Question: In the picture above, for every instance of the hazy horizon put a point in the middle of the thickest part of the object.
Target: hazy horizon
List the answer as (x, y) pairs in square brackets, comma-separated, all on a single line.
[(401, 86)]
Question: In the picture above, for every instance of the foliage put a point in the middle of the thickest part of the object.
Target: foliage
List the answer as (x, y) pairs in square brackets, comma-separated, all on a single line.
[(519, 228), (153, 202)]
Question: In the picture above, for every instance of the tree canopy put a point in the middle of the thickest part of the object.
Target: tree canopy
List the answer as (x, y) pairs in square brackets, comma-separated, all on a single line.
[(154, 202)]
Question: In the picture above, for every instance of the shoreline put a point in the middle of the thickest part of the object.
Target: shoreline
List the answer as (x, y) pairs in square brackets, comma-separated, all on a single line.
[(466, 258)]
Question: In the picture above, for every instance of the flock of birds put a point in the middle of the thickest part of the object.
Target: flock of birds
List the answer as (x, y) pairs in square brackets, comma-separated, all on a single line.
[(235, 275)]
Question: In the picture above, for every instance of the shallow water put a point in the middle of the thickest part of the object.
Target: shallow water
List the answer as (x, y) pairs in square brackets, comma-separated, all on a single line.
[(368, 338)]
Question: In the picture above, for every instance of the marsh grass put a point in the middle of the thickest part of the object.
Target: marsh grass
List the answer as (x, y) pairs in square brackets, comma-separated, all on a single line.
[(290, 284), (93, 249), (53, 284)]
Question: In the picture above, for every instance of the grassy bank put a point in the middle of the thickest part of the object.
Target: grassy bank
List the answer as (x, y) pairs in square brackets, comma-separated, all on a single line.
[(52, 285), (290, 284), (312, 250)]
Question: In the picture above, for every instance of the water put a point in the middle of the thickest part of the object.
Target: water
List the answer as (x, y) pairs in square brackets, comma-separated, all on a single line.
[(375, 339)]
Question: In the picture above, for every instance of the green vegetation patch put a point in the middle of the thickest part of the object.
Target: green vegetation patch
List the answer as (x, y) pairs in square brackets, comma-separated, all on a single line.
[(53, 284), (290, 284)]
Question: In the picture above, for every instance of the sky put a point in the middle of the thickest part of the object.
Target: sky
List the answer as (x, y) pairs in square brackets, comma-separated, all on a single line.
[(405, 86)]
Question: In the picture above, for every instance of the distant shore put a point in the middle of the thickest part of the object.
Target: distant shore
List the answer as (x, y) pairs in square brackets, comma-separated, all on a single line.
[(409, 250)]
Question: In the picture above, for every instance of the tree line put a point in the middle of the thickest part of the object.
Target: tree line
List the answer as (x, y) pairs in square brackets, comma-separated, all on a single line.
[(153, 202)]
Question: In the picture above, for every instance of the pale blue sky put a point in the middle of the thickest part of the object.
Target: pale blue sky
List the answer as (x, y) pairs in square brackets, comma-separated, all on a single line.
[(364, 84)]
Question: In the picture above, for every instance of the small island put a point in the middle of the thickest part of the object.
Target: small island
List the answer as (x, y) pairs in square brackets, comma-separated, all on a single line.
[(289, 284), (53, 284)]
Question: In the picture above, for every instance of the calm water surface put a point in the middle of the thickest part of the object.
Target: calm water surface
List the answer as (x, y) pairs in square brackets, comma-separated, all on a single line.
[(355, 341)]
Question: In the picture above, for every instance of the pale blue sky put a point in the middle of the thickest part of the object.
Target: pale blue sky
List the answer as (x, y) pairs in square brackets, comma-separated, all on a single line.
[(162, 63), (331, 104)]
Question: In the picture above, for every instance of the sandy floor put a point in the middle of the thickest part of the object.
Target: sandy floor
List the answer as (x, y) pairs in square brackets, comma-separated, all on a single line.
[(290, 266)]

-=-=-

• The exercise: Print all of the data above again, line for line, without changing anything.

• Exercise answer:
Question: In the picture above, for every instance of the hazy horizon put a point in the middle of the thickest part of the object.
Target: hazy horizon
List the answer as (x, y) pairs in square brackets, comma-separated, all on a single line.
[(401, 86)]
Question: In the picture above, for every instance of the foliage put a point in the middle of the thickest part of the object.
Target: foliage
List the answer as (x, y) pairs in square brackets, comma-separated, all on a single line.
[(519, 228), (153, 202)]
Question: In the picture above, for every instance of the tree canopy put a point in the middle of the thickest part of the object.
Target: tree canopy
List the answer as (x, y) pairs in square brackets, comma-separated, all on a single line.
[(154, 202)]
Question: In the picture above, for every instance of the shoreline put a point in the middle of the thickest part of the object.
Target: shoreline
List the answer as (x, y) pairs in square brackets, comma-separated, all on a single line.
[(466, 258)]
Question: In the picture above, for every instance of the flock of birds put a point in the middle of the thickest part of the object.
Target: flock of birds
List the answer as (x, y) pairs in square brackets, comma-separated, all on a single line.
[(235, 275)]
Question: In the picture above, for every instance of the shallow water put a point in the middle of the thickest part of the object.
Target: shallow water
List the answer as (x, y) pairs in square brackets, comma-separated, all on a single line.
[(368, 338)]
Question: In the picture above, for every instance of the marsh grass put a point in the middle of the thickest part of the object.
Target: marsh grass
List the answer as (x, y) pairs in square brackets, comma-separated, all on a single line.
[(290, 284), (93, 249), (53, 284)]
Question: In the picture above, for every instance of the grassy bank put a point in the middle of the thickest part of the object.
Target: grassy bank
List the answer as (x, y) pairs in square brackets, comma-separated, all on a single line.
[(52, 285), (290, 284), (312, 250)]
Question: In the picture above, for every instance of the water put a point in the middle of the thickest part of the object.
Target: water
List the answer as (x, y) pairs in square brackets, comma-separated, all on a single line.
[(375, 339)]
Question: In the picture above, for every instance of the green vegetation patch put a point in the middle of the thickest part of the object.
Target: green vegetation patch
List the answer as (x, y) pairs in square brackets, comma-separated, all on a single line.
[(53, 284), (290, 284)]
Question: In the picture above, for every instance of the sky put a point in the middle of the thickest part of the object.
Target: sky
List the answer as (x, y) pairs in square brackets, comma-separated, all on a single line.
[(405, 86)]
Question: In the picture above, for every instance of the distant shore put a point in the middle of the thickest part of the object.
Target: distant shore
List the answer as (x, y) pairs in square brackets, comma-separated, all on a single line.
[(409, 250)]
Question: In the picture above, for every instance of the tree line put a point in the middle of the thickest part of the object.
Target: tree line
List the answer as (x, y) pairs in square brackets, comma-separated, all on a single line.
[(153, 202)]
Question: In the picture above, for every instance of the pale blue sky put a point in the middle of the thickest part of the object.
Target: pale blue sky
List the answer as (x, y) pairs in square brackets, comma-separated, all on a single line.
[(364, 84)]
Question: In the picture above, for every instance of the small island put a point in the middle of the thickest part of the object.
Target: small island
List the answer as (x, y) pairs in square brackets, comma-separated, all on a single line.
[(289, 284), (53, 284)]
Question: In the picture above, for every instance of the calm water surface put a point in the middle of the thickest part of the object.
Target: calm water surface
List the answer as (x, y) pairs in square brackets, comma-separated, all on a single line.
[(355, 341)]
Question: In the picture above, for every instance of the pale blue sky put a point in the middle of the thickest part of the object.
Target: pale blue sky
List the answer as (x, y) pairs in square brackets, comma-separated, all on a single line.
[(162, 63), (331, 104)]
Question: In the picture above, for every instance of the sandy floor put a point in the middle of the thickest part of the object.
Target: sandy floor
List the answer as (x, y) pairs in square brackets, comma-separated, all on a single line.
[(290, 266)]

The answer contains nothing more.